- _To do_: Please print exactly the lines running from the one that contains "Put a point on every instance of the red shirt" to the end of the data, with both lines included.

- _Input rows_:
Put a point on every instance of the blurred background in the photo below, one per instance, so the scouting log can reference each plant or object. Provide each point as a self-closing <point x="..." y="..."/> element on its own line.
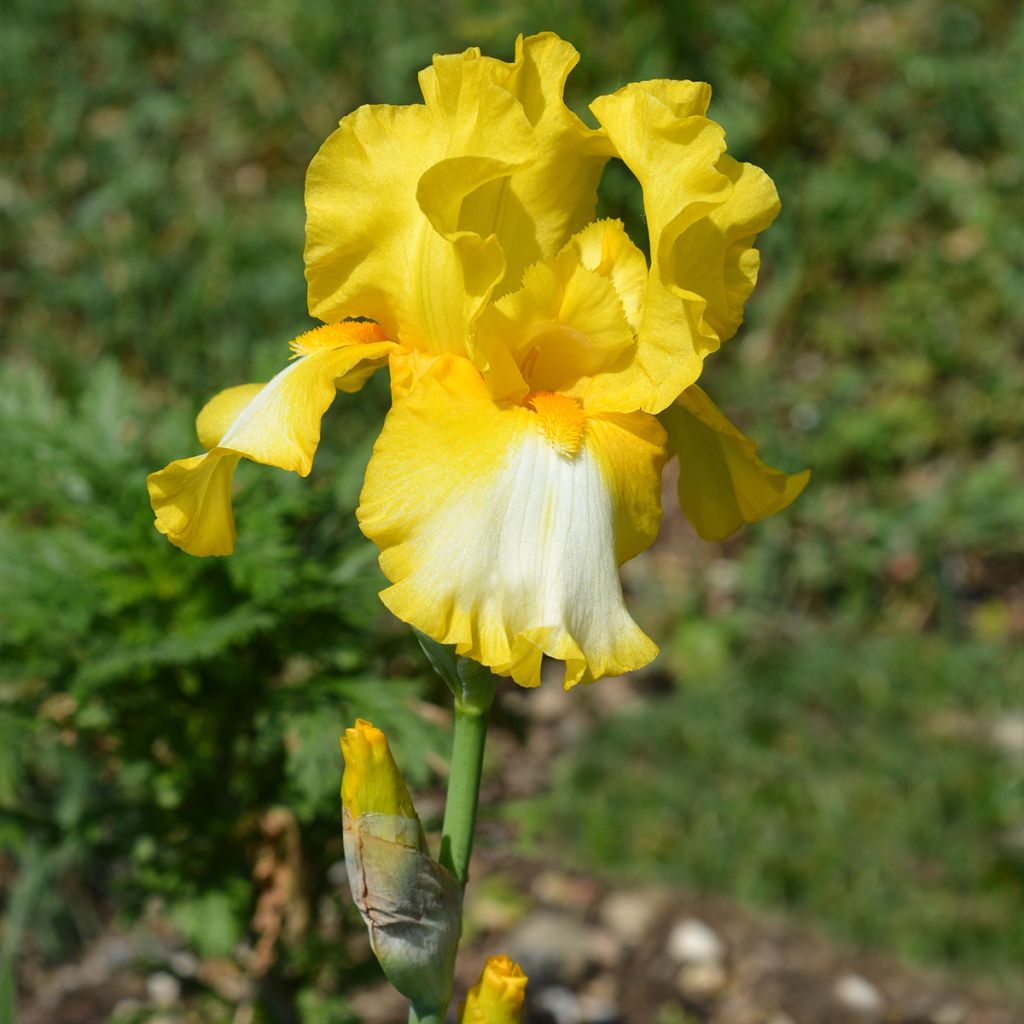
<point x="832" y="742"/>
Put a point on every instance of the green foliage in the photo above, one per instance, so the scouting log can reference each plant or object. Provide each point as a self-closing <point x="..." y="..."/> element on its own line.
<point x="155" y="705"/>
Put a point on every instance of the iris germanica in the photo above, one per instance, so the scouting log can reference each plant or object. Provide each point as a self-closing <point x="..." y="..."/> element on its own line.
<point x="542" y="370"/>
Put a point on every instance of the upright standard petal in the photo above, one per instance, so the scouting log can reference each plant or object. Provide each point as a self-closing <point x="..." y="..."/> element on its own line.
<point x="385" y="235"/>
<point x="501" y="526"/>
<point x="276" y="424"/>
<point x="535" y="210"/>
<point x="722" y="482"/>
<point x="702" y="212"/>
<point x="417" y="215"/>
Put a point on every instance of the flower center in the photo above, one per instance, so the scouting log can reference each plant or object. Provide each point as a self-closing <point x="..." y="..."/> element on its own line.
<point x="337" y="335"/>
<point x="561" y="420"/>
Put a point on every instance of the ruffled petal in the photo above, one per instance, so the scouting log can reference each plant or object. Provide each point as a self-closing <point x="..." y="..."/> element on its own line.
<point x="278" y="424"/>
<point x="535" y="211"/>
<point x="385" y="236"/>
<point x="415" y="214"/>
<point x="566" y="322"/>
<point x="192" y="499"/>
<point x="702" y="210"/>
<point x="722" y="482"/>
<point x="501" y="526"/>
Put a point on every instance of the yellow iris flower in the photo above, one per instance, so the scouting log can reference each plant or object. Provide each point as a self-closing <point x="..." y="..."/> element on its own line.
<point x="542" y="372"/>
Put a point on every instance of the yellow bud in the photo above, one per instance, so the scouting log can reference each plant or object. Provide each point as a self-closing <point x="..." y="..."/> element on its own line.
<point x="412" y="906"/>
<point x="498" y="996"/>
<point x="372" y="782"/>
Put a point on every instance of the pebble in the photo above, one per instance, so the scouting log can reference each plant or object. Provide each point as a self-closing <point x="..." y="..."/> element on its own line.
<point x="698" y="981"/>
<point x="691" y="941"/>
<point x="631" y="913"/>
<point x="163" y="989"/>
<point x="550" y="946"/>
<point x="560" y="1004"/>
<point x="949" y="1013"/>
<point x="183" y="964"/>
<point x="858" y="994"/>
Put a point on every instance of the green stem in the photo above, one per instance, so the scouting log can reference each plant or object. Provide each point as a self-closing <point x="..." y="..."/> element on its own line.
<point x="473" y="687"/>
<point x="464" y="780"/>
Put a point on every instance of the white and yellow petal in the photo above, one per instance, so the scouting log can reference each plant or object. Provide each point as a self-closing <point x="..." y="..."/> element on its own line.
<point x="722" y="482"/>
<point x="278" y="424"/>
<point x="502" y="526"/>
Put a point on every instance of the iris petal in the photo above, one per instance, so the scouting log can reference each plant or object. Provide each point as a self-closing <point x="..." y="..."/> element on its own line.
<point x="498" y="542"/>
<point x="722" y="482"/>
<point x="278" y="424"/>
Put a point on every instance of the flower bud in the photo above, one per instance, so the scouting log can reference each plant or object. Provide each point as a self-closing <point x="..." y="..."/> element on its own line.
<point x="498" y="996"/>
<point x="412" y="906"/>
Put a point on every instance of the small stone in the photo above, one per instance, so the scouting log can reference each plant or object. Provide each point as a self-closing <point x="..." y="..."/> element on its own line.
<point x="163" y="989"/>
<point x="859" y="995"/>
<point x="550" y="947"/>
<point x="698" y="981"/>
<point x="560" y="1004"/>
<point x="691" y="941"/>
<point x="630" y="913"/>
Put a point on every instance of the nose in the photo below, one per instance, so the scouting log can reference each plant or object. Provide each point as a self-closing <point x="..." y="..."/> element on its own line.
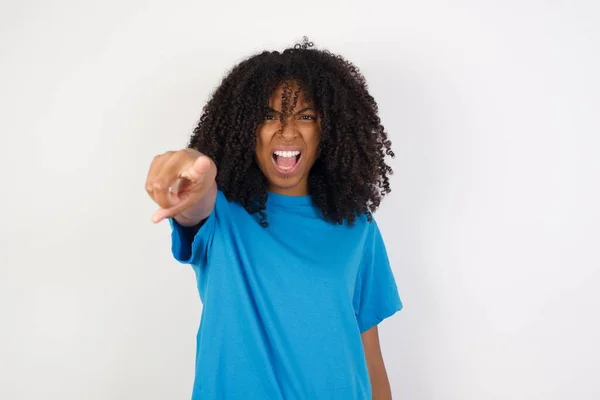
<point x="288" y="131"/>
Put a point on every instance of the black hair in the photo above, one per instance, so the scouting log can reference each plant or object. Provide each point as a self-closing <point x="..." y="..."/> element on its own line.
<point x="350" y="176"/>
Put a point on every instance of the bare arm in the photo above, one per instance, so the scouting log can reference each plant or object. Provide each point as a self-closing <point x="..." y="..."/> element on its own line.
<point x="379" y="380"/>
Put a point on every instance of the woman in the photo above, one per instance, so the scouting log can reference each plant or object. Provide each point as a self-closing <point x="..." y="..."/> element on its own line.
<point x="272" y="203"/>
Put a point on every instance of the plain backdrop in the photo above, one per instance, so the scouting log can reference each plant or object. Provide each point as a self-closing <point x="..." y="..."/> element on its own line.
<point x="493" y="226"/>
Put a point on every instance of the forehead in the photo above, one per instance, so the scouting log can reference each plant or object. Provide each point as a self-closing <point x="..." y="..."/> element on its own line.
<point x="289" y="91"/>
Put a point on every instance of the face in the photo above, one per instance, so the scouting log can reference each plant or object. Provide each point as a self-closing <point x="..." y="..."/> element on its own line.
<point x="286" y="152"/>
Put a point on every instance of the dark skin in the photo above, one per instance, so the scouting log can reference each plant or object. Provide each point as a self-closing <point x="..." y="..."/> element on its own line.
<point x="193" y="175"/>
<point x="302" y="130"/>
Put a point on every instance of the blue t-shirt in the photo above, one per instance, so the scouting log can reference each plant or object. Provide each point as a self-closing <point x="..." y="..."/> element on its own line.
<point x="284" y="306"/>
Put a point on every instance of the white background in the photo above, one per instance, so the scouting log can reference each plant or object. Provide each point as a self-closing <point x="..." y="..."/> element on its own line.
<point x="493" y="226"/>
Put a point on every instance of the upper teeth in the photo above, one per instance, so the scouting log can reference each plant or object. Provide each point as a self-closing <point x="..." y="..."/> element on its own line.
<point x="287" y="153"/>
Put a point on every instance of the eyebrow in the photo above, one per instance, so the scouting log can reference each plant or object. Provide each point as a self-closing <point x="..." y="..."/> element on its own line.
<point x="305" y="109"/>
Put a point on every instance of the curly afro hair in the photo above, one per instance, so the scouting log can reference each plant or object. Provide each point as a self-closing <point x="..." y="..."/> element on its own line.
<point x="350" y="176"/>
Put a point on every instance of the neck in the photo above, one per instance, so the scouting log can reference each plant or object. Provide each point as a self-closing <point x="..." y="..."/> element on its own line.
<point x="301" y="189"/>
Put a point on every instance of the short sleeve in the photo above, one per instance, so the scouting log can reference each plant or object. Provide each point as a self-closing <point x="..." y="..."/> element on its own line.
<point x="191" y="245"/>
<point x="376" y="294"/>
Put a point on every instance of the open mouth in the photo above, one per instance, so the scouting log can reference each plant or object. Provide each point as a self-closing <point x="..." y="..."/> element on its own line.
<point x="286" y="162"/>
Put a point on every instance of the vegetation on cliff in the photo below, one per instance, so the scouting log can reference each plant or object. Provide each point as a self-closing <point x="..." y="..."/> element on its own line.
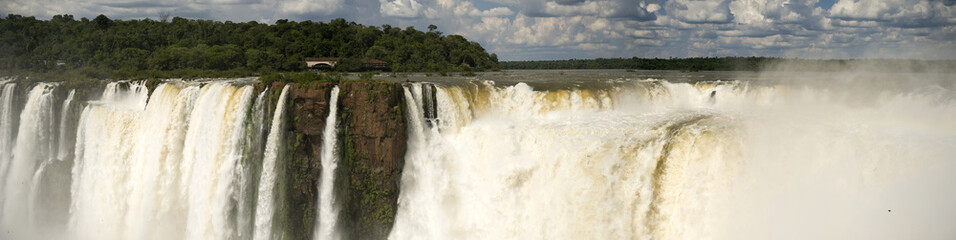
<point x="107" y="48"/>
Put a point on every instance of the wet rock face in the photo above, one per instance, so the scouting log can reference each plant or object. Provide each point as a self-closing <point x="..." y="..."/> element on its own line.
<point x="372" y="138"/>
<point x="308" y="109"/>
<point x="373" y="146"/>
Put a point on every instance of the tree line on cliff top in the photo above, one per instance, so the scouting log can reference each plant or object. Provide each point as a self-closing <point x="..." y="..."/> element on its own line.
<point x="103" y="47"/>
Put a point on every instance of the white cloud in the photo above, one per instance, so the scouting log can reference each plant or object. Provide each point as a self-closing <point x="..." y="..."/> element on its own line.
<point x="700" y="11"/>
<point x="400" y="8"/>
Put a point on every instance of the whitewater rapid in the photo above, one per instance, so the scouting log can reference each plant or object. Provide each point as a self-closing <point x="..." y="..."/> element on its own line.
<point x="522" y="158"/>
<point x="652" y="159"/>
<point x="328" y="214"/>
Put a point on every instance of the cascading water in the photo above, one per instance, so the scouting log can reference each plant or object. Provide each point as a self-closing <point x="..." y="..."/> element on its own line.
<point x="165" y="169"/>
<point x="504" y="159"/>
<point x="658" y="160"/>
<point x="6" y="135"/>
<point x="34" y="144"/>
<point x="65" y="144"/>
<point x="328" y="214"/>
<point x="265" y="207"/>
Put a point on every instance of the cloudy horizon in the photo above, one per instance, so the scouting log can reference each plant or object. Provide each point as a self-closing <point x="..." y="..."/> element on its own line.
<point x="565" y="29"/>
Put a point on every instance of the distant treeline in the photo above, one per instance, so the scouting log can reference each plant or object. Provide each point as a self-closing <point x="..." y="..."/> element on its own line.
<point x="736" y="64"/>
<point x="102" y="46"/>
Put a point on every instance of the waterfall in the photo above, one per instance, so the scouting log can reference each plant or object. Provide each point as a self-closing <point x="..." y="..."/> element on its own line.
<point x="6" y="135"/>
<point x="65" y="139"/>
<point x="265" y="209"/>
<point x="249" y="168"/>
<point x="34" y="144"/>
<point x="328" y="214"/>
<point x="651" y="159"/>
<point x="162" y="169"/>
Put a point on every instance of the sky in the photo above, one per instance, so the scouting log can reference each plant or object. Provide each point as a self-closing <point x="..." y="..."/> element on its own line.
<point x="582" y="29"/>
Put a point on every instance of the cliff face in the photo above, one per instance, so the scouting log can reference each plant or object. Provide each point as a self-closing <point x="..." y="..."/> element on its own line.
<point x="372" y="137"/>
<point x="373" y="143"/>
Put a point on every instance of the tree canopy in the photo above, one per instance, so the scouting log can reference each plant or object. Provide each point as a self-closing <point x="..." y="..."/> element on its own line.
<point x="103" y="45"/>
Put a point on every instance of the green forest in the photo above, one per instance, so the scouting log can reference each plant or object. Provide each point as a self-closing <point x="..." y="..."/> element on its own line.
<point x="107" y="48"/>
<point x="737" y="64"/>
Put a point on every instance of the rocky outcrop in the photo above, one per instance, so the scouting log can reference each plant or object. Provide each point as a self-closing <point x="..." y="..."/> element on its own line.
<point x="373" y="143"/>
<point x="372" y="137"/>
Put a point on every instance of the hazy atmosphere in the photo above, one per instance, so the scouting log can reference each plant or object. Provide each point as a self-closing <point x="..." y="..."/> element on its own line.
<point x="563" y="29"/>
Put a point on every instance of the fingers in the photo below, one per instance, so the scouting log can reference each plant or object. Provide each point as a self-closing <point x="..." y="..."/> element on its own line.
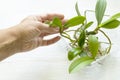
<point x="48" y="42"/>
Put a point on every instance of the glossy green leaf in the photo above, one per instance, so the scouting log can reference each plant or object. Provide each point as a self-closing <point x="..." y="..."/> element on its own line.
<point x="56" y="22"/>
<point x="110" y="24"/>
<point x="74" y="21"/>
<point x="93" y="45"/>
<point x="100" y="10"/>
<point x="116" y="16"/>
<point x="83" y="53"/>
<point x="80" y="63"/>
<point x="77" y="9"/>
<point x="73" y="53"/>
<point x="81" y="39"/>
<point x="88" y="24"/>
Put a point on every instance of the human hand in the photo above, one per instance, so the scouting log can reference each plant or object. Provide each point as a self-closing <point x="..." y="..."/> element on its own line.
<point x="32" y="30"/>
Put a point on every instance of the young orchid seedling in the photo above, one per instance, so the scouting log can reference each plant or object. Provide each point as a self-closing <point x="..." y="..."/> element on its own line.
<point x="85" y="46"/>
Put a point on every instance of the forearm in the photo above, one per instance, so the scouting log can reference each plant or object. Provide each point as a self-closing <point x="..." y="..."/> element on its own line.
<point x="8" y="40"/>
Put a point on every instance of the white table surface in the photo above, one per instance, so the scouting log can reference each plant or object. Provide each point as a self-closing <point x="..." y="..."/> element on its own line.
<point x="50" y="62"/>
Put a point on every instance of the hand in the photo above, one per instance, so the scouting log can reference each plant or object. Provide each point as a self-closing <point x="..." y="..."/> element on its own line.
<point x="32" y="30"/>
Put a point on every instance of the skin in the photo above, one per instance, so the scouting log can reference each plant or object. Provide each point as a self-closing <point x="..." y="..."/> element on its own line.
<point x="27" y="35"/>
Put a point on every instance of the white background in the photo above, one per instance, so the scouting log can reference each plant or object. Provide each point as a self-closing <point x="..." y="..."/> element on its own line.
<point x="50" y="62"/>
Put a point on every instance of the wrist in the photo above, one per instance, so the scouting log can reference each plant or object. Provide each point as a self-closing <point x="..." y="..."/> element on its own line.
<point x="8" y="40"/>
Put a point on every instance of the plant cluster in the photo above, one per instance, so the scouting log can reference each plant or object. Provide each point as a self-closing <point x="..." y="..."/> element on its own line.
<point x="85" y="46"/>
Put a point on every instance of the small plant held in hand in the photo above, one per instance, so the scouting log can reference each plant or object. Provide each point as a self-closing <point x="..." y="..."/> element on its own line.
<point x="85" y="46"/>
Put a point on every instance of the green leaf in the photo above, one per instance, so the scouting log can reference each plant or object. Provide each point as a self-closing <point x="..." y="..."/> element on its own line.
<point x="116" y="16"/>
<point x="83" y="53"/>
<point x="81" y="39"/>
<point x="110" y="24"/>
<point x="88" y="24"/>
<point x="100" y="10"/>
<point x="77" y="9"/>
<point x="56" y="22"/>
<point x="73" y="53"/>
<point x="93" y="45"/>
<point x="74" y="21"/>
<point x="80" y="63"/>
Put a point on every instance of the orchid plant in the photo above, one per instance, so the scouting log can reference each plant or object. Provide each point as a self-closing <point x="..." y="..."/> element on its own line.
<point x="85" y="46"/>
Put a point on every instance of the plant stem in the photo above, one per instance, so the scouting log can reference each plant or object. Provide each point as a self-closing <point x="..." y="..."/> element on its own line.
<point x="108" y="40"/>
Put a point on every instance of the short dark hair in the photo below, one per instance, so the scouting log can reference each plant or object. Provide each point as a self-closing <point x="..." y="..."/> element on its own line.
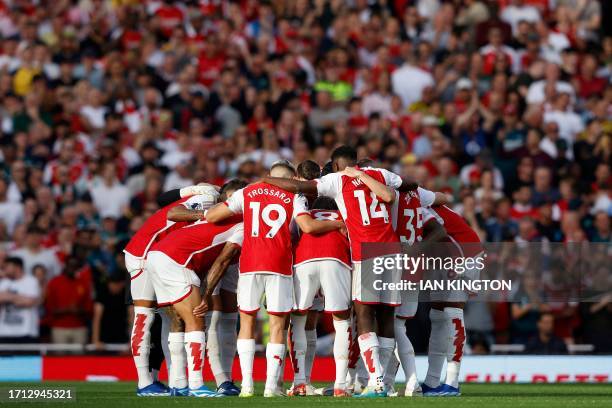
<point x="14" y="260"/>
<point x="328" y="168"/>
<point x="309" y="170"/>
<point x="325" y="203"/>
<point x="365" y="162"/>
<point x="283" y="163"/>
<point x="232" y="185"/>
<point x="344" y="152"/>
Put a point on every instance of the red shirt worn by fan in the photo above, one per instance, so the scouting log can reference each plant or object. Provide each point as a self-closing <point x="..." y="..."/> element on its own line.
<point x="268" y="212"/>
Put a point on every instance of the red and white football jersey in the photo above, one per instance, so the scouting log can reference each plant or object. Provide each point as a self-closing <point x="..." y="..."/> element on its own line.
<point x="366" y="218"/>
<point x="268" y="212"/>
<point x="408" y="212"/>
<point x="197" y="245"/>
<point x="332" y="245"/>
<point x="457" y="229"/>
<point x="158" y="226"/>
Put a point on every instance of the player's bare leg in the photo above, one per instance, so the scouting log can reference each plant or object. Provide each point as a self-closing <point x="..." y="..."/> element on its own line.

- _Response to this task_:
Put a point on every instance of the red shirt worn by fan in the photo above, one per instance, so the scouting log can reference each plant or object. Provide each point as a self-closing <point x="..." y="..."/> element on its own line.
<point x="268" y="212"/>
Put a point on every instance of the red and white football jersey in the photo above, one per instance, so the scouting log can reference each plant or object. Provide each point as a self-closing <point x="..." y="..."/> element on its own line.
<point x="366" y="218"/>
<point x="268" y="212"/>
<point x="408" y="212"/>
<point x="197" y="245"/>
<point x="332" y="245"/>
<point x="457" y="229"/>
<point x="158" y="226"/>
Put a point on every instance of the player's bare leg in the photo above, one per instance, so the scouting log can reference each plant or object. Provide each point as a self-closing <point x="..." y="..."/> element on its own line.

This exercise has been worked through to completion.